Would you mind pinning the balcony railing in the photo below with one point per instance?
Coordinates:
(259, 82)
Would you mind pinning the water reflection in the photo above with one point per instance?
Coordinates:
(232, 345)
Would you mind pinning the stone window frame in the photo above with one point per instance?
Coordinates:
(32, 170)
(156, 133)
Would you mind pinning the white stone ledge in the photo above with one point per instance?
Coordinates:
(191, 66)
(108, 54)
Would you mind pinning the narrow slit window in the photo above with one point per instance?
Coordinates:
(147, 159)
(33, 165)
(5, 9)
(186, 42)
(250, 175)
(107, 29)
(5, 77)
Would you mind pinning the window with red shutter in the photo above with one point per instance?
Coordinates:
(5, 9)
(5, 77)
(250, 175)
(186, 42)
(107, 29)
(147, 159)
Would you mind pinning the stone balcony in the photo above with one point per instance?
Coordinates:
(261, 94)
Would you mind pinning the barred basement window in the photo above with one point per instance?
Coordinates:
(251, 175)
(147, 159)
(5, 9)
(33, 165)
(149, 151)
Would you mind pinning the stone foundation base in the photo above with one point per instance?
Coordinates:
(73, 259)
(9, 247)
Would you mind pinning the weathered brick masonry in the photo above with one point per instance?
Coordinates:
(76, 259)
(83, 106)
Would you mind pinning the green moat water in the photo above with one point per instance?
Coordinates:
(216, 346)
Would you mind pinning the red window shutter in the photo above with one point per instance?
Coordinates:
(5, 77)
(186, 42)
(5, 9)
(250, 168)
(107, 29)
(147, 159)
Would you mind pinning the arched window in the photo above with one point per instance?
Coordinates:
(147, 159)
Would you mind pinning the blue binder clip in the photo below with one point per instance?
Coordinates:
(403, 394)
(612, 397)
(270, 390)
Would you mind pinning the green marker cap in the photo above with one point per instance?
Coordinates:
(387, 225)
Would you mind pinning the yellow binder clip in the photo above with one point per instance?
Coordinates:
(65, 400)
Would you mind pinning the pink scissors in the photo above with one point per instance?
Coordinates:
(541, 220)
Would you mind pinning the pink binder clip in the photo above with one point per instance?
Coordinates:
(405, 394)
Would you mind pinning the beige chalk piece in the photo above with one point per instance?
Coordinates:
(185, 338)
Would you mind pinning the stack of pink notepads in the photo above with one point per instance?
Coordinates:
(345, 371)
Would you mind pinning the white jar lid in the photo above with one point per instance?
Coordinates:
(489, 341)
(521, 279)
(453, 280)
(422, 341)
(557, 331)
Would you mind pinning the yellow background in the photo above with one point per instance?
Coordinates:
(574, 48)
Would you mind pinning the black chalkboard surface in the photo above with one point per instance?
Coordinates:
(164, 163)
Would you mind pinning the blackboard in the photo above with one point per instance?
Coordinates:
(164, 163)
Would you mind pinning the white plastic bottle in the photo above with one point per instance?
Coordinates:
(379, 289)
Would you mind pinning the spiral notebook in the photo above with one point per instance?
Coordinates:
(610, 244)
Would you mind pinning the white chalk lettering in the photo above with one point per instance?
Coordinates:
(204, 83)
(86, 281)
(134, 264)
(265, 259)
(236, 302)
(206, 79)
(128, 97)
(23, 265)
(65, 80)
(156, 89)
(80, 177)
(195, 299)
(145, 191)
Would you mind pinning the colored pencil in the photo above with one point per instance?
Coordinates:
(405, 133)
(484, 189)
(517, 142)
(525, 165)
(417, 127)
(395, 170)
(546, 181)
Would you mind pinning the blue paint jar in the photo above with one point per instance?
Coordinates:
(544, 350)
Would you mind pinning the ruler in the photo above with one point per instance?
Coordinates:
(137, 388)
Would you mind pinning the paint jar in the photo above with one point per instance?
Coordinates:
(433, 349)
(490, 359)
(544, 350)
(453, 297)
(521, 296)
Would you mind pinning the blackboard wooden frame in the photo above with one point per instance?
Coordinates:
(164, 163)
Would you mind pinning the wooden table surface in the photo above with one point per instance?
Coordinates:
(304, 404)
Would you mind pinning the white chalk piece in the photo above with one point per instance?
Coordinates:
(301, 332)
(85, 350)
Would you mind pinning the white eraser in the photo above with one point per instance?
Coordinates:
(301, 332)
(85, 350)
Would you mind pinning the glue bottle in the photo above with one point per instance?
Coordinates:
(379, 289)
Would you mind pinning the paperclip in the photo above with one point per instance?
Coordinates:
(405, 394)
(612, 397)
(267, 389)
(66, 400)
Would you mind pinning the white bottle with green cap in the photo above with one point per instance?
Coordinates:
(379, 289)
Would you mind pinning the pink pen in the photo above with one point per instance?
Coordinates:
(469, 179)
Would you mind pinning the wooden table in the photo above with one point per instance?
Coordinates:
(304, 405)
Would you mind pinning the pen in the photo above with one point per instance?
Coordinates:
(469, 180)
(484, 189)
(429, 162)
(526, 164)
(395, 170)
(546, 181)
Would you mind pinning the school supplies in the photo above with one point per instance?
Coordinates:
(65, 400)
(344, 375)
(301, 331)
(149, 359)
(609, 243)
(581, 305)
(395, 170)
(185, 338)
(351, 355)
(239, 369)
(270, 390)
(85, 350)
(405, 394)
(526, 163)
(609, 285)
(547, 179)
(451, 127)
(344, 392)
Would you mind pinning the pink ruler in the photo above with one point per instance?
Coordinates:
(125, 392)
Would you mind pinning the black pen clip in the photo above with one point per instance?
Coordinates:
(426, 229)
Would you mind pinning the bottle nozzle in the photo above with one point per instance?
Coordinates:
● ● ●
→ **Brief**
Wherever a line in the data above holds "paint", copy that line.

→ **Finished exercise**
Would you mind pinning the blue paint jar in the photo above with one point per instance?
Would you mind pinning the paint jar in the photo above with one point per instance?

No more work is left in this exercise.